◆ TEXT FOR ANALYSIS
· · · ·

Ealing Charity Christmas Card Shop is an annual pop-up shop which sells Christmas cards in Ealing,  West London to support charities.

The shop was founded in 1985 by Sue Green and the late Pat Harvey.  They were mothers of young children and found that there was no shop of this type within a convenient traveling distance of where they lived in Ealing. Based upon a charity Christmas shop in Green's home town of Norwich, the pair contacted local charity organisers and set up a shop staffed by volunteers.  The enterprise has since sold about five million cards, raising over £800,000 for over 100 charities.

In 2011, the shop operated out of vacant premises in Bond Street, Ealing following the refurbishment of the shop's original home at the YMCA in St Mary's Road. Since 2014, the shop has been based at the Church of Christ the Saviour in New Broadway, Ealing.

In 2015, that year's shop was opened by local celebrities and dignitaries including John Sergeant, Stephen Pound and Rupa Huq. In 2016, the shop was opened on 2 November by Ealing MPs Stephen Pound and Rupa Huq. It closed on 20 December.

· · · ·

◆ DATASET EXCERPTS
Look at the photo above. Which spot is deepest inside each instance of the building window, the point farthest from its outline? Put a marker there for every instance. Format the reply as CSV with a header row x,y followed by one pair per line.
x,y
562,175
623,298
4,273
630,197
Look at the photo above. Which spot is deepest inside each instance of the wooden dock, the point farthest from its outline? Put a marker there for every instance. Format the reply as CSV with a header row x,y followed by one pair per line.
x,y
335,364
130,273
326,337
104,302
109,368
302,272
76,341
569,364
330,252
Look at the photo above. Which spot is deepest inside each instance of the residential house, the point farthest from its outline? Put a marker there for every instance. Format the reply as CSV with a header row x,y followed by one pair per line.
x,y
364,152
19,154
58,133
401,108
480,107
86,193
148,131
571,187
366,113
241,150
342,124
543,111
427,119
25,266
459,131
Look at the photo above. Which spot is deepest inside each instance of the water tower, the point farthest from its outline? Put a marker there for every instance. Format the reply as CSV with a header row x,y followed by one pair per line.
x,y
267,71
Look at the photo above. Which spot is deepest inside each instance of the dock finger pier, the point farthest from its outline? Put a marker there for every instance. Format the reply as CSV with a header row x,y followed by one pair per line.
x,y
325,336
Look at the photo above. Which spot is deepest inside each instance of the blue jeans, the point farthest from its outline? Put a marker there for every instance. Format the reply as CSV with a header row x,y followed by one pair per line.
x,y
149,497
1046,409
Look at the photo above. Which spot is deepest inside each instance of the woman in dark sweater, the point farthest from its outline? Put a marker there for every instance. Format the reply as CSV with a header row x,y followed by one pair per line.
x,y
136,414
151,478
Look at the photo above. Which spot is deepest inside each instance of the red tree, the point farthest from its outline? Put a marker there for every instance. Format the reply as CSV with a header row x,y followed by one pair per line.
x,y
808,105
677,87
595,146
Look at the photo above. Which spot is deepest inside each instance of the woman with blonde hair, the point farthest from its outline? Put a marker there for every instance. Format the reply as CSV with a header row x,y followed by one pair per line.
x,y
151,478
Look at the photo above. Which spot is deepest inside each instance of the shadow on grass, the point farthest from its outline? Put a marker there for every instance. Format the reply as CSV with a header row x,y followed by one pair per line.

· · · ·

◆ TRY IT
In the text on the Christmas card shop, take everything from "In 2015, that" down to "on 20 December." and write it out again with "dignitaries" swapped for "officials".

◆ EXERCISE RESPONSE
In 2015, that year's shop was opened by local celebrities and officials including John Sergeant, Stephen Pound and Rupa Huq. In 2016, the shop was opened on 2 November by Ealing MPs Stephen Pound and Rupa Huq. It closed on 20 December.